Extract exactly and only the lines of the data below, starting at the line with "of the drainpipe" and stopping after the final line.

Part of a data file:
□ □ □ □ □ □ □
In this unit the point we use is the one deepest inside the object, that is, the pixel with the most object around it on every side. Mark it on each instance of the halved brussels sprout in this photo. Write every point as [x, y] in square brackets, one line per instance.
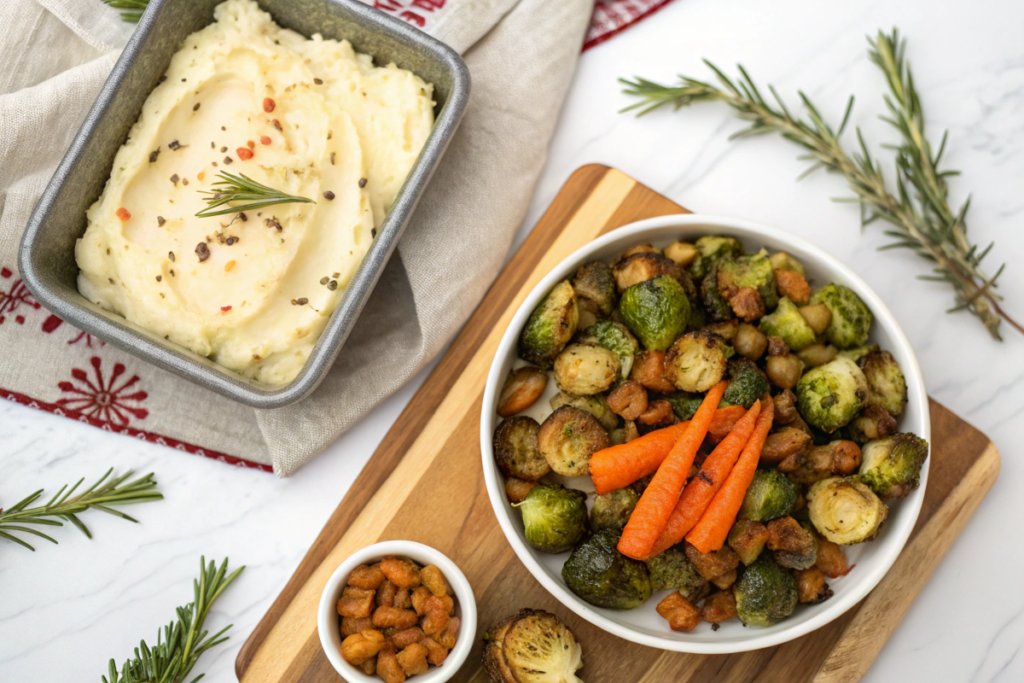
[696, 360]
[892, 466]
[595, 282]
[600, 574]
[585, 369]
[747, 385]
[886, 384]
[672, 571]
[754, 270]
[656, 311]
[785, 322]
[851, 317]
[612, 510]
[770, 496]
[829, 396]
[568, 437]
[845, 511]
[766, 593]
[616, 338]
[554, 517]
[711, 250]
[550, 327]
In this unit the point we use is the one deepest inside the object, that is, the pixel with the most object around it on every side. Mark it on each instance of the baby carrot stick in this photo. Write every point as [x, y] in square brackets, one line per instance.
[709, 534]
[619, 466]
[658, 500]
[701, 488]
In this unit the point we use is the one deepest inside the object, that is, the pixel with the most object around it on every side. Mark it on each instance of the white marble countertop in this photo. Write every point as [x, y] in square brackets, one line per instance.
[66, 610]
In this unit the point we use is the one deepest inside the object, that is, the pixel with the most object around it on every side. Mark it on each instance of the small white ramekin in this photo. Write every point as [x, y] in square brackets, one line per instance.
[329, 624]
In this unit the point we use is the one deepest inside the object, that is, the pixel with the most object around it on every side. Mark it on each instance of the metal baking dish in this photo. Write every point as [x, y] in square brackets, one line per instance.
[46, 258]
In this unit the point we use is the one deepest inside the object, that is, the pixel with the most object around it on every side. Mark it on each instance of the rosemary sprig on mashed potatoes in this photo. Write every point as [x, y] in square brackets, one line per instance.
[252, 289]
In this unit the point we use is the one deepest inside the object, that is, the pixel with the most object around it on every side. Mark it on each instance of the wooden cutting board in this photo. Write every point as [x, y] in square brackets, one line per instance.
[425, 483]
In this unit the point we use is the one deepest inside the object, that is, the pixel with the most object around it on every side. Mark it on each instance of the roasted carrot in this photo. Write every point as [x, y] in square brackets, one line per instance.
[710, 532]
[658, 500]
[621, 465]
[701, 488]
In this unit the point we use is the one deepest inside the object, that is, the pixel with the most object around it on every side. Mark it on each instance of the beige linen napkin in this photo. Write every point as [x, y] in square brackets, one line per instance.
[54, 56]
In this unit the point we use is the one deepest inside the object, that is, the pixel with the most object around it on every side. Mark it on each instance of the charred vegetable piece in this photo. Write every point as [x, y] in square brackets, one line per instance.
[695, 361]
[892, 466]
[766, 593]
[748, 538]
[830, 395]
[612, 510]
[600, 574]
[755, 271]
[554, 517]
[596, 406]
[615, 338]
[748, 384]
[770, 496]
[596, 283]
[516, 449]
[845, 510]
[671, 570]
[656, 311]
[568, 437]
[550, 327]
[886, 384]
[711, 250]
[851, 318]
[522, 388]
[785, 322]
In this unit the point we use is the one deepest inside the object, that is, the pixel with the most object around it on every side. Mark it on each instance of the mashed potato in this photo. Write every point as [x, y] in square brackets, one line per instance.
[252, 291]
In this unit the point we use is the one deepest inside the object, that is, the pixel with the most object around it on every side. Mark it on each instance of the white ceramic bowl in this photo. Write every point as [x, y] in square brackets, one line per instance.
[329, 624]
[643, 625]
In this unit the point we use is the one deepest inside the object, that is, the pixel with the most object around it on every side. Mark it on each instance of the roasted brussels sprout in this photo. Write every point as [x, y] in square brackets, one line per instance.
[596, 406]
[612, 510]
[554, 517]
[785, 322]
[600, 574]
[770, 496]
[656, 311]
[671, 570]
[595, 282]
[695, 361]
[585, 369]
[845, 511]
[892, 466]
[568, 437]
[766, 593]
[829, 396]
[851, 318]
[616, 338]
[754, 270]
[748, 384]
[886, 384]
[550, 327]
[516, 449]
[711, 250]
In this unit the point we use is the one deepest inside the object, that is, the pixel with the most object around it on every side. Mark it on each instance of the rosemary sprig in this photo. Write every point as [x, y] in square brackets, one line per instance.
[181, 642]
[919, 212]
[99, 496]
[244, 188]
[132, 8]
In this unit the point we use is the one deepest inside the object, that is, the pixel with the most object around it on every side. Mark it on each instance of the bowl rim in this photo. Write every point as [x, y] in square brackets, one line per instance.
[327, 615]
[829, 610]
[183, 363]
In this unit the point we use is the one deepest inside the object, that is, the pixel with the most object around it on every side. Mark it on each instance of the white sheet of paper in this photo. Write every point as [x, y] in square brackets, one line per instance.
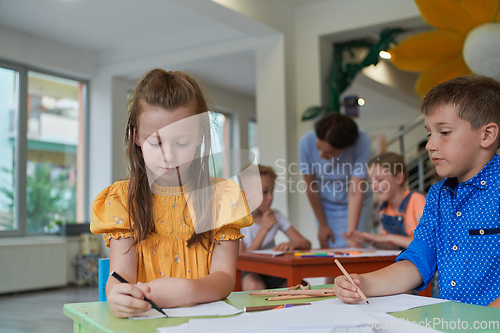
[218, 308]
[270, 252]
[390, 324]
[318, 315]
[393, 303]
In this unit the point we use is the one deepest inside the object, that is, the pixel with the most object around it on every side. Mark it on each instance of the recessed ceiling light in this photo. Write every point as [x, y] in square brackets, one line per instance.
[384, 55]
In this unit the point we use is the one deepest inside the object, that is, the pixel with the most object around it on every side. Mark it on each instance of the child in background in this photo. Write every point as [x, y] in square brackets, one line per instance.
[147, 220]
[260, 236]
[459, 232]
[388, 177]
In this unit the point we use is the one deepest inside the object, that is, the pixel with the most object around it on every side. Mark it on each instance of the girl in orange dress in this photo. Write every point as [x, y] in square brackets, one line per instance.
[172, 229]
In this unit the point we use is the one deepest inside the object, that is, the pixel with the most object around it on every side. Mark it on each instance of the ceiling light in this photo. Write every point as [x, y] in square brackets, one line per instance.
[384, 55]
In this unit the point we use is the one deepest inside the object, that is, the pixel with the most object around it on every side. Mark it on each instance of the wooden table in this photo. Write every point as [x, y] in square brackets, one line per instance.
[294, 268]
[96, 316]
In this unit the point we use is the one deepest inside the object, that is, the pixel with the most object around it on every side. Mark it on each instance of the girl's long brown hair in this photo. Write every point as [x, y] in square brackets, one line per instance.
[168, 90]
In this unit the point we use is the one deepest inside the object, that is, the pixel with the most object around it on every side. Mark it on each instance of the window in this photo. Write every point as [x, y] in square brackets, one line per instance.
[9, 110]
[44, 145]
[221, 139]
[253, 145]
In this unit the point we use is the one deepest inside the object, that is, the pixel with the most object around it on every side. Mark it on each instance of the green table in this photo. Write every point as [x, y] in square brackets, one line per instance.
[96, 316]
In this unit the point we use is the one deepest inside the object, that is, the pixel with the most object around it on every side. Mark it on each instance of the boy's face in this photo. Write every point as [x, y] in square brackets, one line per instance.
[453, 146]
[326, 150]
[383, 183]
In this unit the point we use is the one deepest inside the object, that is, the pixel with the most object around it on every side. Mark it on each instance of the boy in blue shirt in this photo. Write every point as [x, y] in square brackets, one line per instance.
[459, 232]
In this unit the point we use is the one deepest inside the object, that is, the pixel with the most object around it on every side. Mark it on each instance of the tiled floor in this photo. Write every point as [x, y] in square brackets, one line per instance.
[41, 311]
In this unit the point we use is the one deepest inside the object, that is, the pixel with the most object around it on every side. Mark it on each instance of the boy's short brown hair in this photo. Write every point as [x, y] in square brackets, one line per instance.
[476, 97]
[267, 171]
[392, 162]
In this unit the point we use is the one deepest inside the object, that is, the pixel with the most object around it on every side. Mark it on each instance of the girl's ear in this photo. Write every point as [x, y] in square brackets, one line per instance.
[400, 178]
[136, 138]
[490, 135]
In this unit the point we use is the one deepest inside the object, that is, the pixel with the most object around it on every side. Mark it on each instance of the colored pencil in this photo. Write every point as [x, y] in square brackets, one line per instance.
[153, 304]
[271, 307]
[294, 292]
[351, 280]
[287, 297]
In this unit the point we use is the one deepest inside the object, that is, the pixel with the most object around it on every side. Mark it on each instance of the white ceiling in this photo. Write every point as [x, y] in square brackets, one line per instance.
[120, 32]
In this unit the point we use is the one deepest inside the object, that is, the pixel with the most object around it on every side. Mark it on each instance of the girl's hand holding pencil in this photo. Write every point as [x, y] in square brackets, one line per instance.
[348, 292]
[127, 300]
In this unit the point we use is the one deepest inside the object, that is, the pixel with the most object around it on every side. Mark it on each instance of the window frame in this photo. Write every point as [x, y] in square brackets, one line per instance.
[21, 149]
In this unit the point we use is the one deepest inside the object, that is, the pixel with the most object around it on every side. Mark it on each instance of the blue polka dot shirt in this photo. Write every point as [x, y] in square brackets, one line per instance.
[459, 235]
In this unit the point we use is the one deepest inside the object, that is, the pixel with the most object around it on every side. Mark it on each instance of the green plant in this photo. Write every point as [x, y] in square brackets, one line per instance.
[342, 73]
[49, 196]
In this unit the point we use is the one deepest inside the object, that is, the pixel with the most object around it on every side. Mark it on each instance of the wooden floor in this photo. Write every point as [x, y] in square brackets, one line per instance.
[41, 311]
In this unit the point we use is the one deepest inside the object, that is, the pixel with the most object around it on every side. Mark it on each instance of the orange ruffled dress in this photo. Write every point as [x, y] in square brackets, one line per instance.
[165, 253]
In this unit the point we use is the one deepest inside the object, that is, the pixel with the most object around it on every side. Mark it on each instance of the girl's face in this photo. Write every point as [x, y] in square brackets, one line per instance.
[267, 193]
[168, 139]
[383, 183]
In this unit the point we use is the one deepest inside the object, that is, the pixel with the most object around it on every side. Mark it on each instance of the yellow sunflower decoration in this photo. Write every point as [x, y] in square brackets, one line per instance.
[464, 28]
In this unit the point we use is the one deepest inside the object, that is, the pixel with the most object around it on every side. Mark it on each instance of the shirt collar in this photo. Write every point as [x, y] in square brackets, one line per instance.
[480, 180]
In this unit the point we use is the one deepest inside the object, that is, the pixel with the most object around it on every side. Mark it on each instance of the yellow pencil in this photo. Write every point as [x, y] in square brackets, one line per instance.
[351, 280]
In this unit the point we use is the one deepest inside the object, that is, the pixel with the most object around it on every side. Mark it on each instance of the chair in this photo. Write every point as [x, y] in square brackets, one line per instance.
[103, 271]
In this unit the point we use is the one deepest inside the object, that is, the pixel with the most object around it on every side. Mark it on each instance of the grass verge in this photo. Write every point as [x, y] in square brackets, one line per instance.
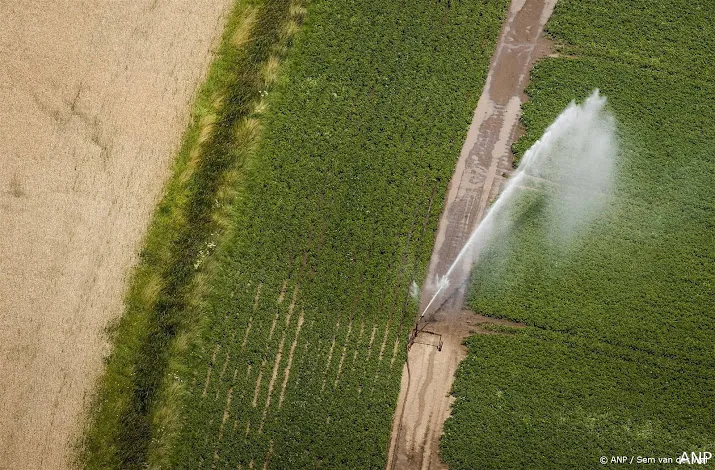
[127, 422]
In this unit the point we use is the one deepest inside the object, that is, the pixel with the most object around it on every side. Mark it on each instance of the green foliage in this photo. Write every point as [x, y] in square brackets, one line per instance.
[267, 320]
[623, 316]
[362, 133]
[120, 432]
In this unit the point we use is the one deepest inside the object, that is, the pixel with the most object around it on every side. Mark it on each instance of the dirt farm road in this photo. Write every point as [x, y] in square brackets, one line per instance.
[95, 97]
[424, 402]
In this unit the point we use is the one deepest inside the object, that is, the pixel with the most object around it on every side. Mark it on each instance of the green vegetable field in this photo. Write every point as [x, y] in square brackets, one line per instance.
[618, 354]
[267, 321]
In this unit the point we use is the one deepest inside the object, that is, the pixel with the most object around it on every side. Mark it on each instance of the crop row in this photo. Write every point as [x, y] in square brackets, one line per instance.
[339, 208]
[616, 357]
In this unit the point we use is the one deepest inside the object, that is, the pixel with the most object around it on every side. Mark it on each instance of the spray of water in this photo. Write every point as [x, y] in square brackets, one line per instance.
[574, 162]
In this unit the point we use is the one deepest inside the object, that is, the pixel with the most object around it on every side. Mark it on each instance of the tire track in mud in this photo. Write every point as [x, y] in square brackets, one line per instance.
[424, 401]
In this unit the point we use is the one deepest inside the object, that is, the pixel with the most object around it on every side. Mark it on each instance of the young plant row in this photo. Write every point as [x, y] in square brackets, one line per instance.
[616, 358]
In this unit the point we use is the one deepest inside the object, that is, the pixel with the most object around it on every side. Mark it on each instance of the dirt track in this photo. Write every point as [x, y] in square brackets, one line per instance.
[424, 401]
[95, 96]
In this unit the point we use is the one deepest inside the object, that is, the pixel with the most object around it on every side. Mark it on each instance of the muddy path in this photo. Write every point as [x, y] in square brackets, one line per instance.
[424, 401]
[96, 96]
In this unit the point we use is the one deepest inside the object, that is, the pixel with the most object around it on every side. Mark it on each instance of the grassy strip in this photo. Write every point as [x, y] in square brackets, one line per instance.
[337, 218]
[181, 238]
[618, 357]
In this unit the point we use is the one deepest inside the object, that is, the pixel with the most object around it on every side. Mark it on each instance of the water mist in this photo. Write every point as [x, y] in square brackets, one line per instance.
[573, 163]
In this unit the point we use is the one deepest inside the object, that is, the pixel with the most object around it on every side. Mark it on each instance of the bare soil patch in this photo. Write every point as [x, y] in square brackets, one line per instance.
[424, 402]
[95, 99]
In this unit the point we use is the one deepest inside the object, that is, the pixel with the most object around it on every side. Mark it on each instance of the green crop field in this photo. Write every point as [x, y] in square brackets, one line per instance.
[266, 323]
[618, 354]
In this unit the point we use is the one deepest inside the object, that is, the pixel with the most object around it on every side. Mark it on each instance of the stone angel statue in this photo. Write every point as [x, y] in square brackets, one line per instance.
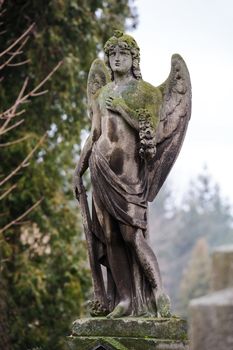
[136, 134]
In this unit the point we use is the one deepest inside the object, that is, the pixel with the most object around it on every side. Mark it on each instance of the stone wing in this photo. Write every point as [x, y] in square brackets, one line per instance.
[175, 113]
[98, 77]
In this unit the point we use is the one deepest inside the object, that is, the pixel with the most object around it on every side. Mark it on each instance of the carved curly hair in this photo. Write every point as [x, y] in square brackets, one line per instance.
[128, 42]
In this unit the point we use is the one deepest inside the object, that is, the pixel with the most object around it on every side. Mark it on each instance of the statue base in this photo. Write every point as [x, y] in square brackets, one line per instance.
[132, 333]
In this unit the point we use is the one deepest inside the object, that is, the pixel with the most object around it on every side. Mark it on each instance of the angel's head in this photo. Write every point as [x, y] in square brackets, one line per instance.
[124, 42]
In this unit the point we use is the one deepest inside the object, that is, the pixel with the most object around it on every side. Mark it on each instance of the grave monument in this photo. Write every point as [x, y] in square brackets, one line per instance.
[136, 134]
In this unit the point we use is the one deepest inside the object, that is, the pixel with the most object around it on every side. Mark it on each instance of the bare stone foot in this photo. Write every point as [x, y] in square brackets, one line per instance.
[163, 305]
[122, 309]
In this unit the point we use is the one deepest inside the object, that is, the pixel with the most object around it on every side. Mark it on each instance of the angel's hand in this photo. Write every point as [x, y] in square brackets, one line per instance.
[113, 104]
[78, 186]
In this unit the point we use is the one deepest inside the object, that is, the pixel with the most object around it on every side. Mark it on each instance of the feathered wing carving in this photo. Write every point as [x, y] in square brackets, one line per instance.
[98, 77]
[175, 113]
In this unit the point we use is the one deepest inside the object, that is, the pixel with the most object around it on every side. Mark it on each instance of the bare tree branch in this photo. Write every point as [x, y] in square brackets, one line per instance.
[24, 162]
[17, 220]
[8, 191]
[7, 50]
[7, 144]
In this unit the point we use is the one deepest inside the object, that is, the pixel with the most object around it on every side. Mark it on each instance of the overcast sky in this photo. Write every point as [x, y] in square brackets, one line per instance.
[202, 32]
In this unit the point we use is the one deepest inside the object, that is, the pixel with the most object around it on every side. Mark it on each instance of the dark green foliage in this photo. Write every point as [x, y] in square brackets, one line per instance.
[43, 261]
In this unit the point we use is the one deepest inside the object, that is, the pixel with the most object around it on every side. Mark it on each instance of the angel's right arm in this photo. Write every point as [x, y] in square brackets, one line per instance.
[92, 138]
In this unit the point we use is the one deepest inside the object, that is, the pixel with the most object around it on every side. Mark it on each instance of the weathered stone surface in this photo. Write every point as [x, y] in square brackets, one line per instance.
[222, 268]
[212, 321]
[129, 334]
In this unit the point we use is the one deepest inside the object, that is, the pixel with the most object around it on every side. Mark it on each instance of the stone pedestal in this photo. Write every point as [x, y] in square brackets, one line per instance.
[212, 315]
[128, 334]
[212, 321]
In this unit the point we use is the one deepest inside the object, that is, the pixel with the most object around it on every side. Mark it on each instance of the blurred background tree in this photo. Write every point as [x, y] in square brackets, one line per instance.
[183, 235]
[43, 260]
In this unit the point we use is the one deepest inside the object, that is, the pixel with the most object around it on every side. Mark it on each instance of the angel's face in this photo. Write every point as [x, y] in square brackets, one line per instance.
[120, 59]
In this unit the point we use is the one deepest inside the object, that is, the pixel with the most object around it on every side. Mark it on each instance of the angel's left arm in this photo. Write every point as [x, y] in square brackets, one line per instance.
[119, 106]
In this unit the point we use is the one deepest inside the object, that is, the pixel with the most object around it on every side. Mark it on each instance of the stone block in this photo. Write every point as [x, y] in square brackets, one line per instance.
[128, 334]
[212, 321]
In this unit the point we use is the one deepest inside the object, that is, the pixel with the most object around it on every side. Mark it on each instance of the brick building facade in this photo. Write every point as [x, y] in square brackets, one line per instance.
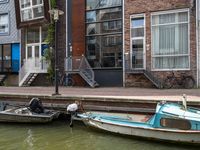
[148, 15]
[126, 42]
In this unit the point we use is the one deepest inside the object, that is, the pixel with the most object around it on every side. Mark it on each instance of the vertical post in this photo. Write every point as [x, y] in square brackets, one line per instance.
[55, 13]
[56, 61]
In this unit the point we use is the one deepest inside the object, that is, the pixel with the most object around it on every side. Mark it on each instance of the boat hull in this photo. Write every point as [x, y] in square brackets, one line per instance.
[181, 136]
[25, 118]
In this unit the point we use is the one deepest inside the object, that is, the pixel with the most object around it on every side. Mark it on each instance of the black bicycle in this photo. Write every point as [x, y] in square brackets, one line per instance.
[66, 80]
[183, 81]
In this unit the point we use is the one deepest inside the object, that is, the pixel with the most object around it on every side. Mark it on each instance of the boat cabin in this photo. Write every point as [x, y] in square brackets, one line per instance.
[175, 116]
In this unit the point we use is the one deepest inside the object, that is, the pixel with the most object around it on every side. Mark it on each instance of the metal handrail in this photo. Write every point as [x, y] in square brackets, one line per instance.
[32, 65]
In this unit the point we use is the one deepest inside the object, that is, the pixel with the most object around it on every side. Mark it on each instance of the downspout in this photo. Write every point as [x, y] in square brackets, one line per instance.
[123, 47]
[66, 13]
[197, 39]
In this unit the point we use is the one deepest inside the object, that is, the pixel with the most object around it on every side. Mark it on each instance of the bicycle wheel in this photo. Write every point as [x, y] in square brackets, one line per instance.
[169, 82]
[188, 82]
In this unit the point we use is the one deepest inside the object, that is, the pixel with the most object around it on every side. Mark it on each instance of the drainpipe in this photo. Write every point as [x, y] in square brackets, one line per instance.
[123, 47]
[197, 39]
[66, 33]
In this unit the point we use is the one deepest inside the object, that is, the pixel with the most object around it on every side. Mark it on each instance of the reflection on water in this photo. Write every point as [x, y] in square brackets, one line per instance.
[58, 136]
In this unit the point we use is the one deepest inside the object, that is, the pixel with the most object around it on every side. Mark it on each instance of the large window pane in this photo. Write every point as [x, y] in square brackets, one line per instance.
[137, 22]
[105, 27]
[26, 14]
[37, 2]
[91, 16]
[33, 35]
[106, 14]
[96, 4]
[4, 23]
[38, 12]
[25, 3]
[44, 33]
[103, 31]
[31, 9]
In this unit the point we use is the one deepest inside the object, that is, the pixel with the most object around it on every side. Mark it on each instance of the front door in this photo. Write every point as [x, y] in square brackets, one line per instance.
[138, 54]
[33, 52]
[138, 42]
□ □ □ □ □ □ □
Solved problem
In this unit the point we use is the one deepest inside the object, that is, the pixel with the most object around it on every side. Mark it on each instance of the drainpipe in this photo. Write every point as [x, y] in square brackets, one line per instance.
[123, 47]
[197, 39]
[66, 33]
In this unit the point we use is the one deepest inside the object, that is, the pixel with the most object around it on every side. Mark it on each instance of the reflection on water in this photo. Write every point as [x, y] in square brackets, one line per instance.
[58, 136]
In this unit the point we use is the one deepest inside the object, that is, the pixel with the most object around it on every side. Mark it on each instance of the large window pane in this photo. Write every point as [x, y] in square brackets, one line per instance.
[137, 22]
[105, 27]
[26, 14]
[37, 2]
[91, 16]
[33, 35]
[106, 14]
[96, 4]
[4, 23]
[38, 12]
[25, 3]
[44, 33]
[103, 31]
[31, 9]
In this unit the point we use is the one deepest inside the object, that is, the pixel with the most object around it on every side. Mark it on each instance of the front door in this photo. Write every point as [x, y] in square brackets, one line per instance.
[138, 54]
[33, 52]
[138, 42]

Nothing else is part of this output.